> **YOUR INSTRUCTIONS**
Can you write out every line of the records below again, requests included, with each x and y coordinate in the answers scaled by 0.55 and rounded to a whole number, halves rounding up?

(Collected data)

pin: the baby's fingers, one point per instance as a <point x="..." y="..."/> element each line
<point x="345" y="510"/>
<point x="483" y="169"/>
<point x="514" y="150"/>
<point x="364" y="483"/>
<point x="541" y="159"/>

> **THE RESULT**
pin: the baby's fingers, one point per instance as a <point x="..." y="..."/> element each line
<point x="190" y="281"/>
<point x="266" y="93"/>
<point x="283" y="83"/>
<point x="200" y="266"/>
<point x="298" y="87"/>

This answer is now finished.